** Start EXCERPTED RECORDS **

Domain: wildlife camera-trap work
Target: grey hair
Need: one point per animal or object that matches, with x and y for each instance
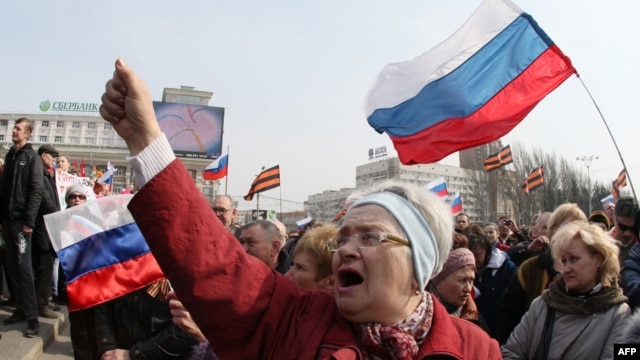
(434, 210)
(270, 230)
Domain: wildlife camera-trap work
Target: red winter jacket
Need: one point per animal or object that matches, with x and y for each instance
(245, 309)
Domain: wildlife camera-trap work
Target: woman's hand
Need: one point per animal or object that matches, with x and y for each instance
(127, 105)
(117, 354)
(182, 318)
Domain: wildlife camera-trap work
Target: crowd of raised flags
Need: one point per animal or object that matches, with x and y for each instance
(505, 63)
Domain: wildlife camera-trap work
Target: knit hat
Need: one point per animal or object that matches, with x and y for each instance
(600, 217)
(457, 258)
(73, 189)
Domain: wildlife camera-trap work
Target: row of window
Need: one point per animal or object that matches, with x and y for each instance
(74, 140)
(61, 124)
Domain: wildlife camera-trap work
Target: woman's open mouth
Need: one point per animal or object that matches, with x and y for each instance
(348, 278)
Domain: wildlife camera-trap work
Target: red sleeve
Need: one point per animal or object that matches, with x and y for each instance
(226, 291)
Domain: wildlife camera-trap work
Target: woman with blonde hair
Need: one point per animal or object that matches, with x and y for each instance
(312, 259)
(585, 309)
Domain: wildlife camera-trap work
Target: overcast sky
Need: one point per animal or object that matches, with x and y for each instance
(292, 75)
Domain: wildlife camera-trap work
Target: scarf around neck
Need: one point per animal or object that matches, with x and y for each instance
(559, 299)
(398, 341)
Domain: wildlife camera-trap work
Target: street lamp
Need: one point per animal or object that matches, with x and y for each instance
(587, 162)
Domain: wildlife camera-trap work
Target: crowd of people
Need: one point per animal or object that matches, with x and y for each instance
(399, 277)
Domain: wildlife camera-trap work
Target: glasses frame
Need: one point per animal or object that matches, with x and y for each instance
(78, 196)
(220, 211)
(384, 237)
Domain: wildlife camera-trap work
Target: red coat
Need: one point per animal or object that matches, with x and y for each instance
(245, 309)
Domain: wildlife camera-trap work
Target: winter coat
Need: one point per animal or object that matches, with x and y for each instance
(26, 184)
(631, 276)
(244, 308)
(579, 332)
(143, 325)
(491, 283)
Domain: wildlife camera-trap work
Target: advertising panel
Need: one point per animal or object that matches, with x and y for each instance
(194, 131)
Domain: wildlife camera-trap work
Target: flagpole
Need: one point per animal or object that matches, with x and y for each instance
(226, 180)
(610, 134)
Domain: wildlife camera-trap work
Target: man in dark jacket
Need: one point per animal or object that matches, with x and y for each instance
(20, 196)
(42, 252)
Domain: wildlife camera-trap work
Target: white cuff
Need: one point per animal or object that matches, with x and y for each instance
(151, 160)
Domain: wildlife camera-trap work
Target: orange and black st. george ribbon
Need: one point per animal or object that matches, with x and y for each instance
(268, 179)
(499, 159)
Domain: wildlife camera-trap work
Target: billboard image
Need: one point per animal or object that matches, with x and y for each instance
(194, 131)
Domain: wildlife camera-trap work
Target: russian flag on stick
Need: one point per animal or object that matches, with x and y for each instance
(471, 89)
(456, 204)
(439, 186)
(101, 250)
(217, 169)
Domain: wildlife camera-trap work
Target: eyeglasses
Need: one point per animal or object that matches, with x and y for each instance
(623, 227)
(220, 210)
(365, 240)
(77, 196)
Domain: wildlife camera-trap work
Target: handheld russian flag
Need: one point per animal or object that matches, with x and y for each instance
(439, 186)
(456, 204)
(107, 176)
(471, 89)
(217, 169)
(102, 252)
(302, 223)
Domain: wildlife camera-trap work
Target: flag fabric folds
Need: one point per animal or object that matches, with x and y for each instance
(268, 179)
(499, 159)
(217, 169)
(102, 252)
(456, 204)
(471, 89)
(439, 186)
(107, 176)
(534, 180)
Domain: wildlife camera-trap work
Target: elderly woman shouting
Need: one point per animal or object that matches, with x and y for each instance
(391, 242)
(582, 314)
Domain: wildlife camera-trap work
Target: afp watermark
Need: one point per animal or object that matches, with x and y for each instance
(626, 351)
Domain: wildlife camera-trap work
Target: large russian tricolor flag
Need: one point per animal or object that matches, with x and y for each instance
(101, 250)
(217, 169)
(471, 89)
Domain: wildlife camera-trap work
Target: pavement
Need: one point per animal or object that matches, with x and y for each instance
(53, 341)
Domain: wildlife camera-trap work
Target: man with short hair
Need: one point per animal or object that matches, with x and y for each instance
(225, 211)
(42, 252)
(20, 196)
(609, 208)
(462, 222)
(624, 221)
(263, 240)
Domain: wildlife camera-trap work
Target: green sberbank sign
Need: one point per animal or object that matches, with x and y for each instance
(69, 106)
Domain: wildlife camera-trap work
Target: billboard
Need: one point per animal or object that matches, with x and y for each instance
(194, 131)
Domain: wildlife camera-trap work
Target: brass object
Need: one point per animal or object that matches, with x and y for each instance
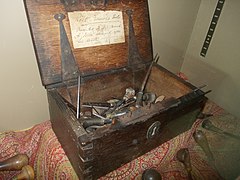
(206, 124)
(14, 163)
(183, 156)
(151, 174)
(202, 141)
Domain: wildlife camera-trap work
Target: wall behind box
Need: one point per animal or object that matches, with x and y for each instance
(220, 69)
(23, 98)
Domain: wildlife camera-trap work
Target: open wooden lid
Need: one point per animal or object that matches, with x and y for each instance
(91, 55)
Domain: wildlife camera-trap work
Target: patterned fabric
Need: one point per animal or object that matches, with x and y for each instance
(50, 162)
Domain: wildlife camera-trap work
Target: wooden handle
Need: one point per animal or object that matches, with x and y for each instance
(27, 173)
(202, 141)
(14, 163)
(183, 156)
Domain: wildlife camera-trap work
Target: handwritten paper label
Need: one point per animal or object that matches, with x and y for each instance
(95, 28)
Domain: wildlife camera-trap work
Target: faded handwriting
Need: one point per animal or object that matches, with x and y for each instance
(95, 28)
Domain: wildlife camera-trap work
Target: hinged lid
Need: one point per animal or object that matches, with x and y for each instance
(100, 35)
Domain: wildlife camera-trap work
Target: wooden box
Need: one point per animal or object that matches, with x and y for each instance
(91, 51)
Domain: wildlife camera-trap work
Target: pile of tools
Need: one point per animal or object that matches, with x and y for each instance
(95, 115)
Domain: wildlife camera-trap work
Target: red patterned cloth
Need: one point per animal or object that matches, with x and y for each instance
(50, 162)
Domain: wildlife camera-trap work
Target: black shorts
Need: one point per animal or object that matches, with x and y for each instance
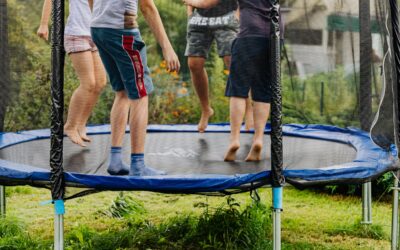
(250, 69)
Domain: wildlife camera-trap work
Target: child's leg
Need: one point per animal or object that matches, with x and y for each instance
(138, 120)
(261, 113)
(119, 119)
(249, 117)
(237, 111)
(138, 125)
(84, 96)
(101, 80)
(200, 82)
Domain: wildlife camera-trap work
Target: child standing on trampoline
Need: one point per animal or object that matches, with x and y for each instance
(123, 52)
(250, 70)
(219, 23)
(86, 62)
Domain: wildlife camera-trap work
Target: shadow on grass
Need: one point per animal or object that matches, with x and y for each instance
(360, 230)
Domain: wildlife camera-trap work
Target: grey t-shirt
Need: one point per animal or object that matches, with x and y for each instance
(222, 8)
(255, 18)
(112, 13)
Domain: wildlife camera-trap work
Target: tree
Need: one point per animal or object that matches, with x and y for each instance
(4, 63)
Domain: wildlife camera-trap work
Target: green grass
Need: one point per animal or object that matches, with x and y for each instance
(142, 220)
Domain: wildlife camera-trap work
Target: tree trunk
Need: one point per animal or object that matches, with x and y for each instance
(365, 105)
(5, 83)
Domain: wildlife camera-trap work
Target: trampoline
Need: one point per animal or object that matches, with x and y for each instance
(314, 154)
(329, 79)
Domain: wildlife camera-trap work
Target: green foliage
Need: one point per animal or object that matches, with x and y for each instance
(13, 235)
(228, 227)
(124, 206)
(360, 230)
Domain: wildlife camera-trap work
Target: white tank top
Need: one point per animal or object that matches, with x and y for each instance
(78, 23)
(110, 13)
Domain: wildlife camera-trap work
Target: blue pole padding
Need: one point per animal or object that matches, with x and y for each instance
(277, 197)
(59, 207)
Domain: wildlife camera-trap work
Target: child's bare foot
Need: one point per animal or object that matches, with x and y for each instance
(82, 133)
(255, 152)
(231, 153)
(205, 116)
(74, 136)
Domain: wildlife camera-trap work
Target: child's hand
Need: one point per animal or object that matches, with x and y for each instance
(43, 32)
(171, 60)
(189, 2)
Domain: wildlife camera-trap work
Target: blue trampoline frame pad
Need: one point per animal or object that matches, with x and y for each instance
(371, 161)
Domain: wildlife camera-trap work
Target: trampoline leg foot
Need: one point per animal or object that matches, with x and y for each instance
(367, 204)
(276, 216)
(2, 201)
(395, 211)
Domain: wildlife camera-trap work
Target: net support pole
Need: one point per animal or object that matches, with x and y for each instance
(395, 212)
(2, 201)
(394, 14)
(366, 203)
(276, 126)
(57, 122)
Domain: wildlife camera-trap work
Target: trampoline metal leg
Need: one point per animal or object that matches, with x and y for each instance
(58, 232)
(59, 225)
(395, 212)
(367, 203)
(277, 229)
(276, 217)
(2, 201)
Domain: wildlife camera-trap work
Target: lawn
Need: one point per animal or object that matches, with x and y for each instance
(142, 220)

** End EXCERPTED RECORDS **

* JOB *
Gather every line of the entries above that contains the string "grass", and copy each one out. Case counts, so match only lines with that exact capitalization.

* RESPONSE TO THE EXERCISE *
Target: shadow on grass
Target: green grass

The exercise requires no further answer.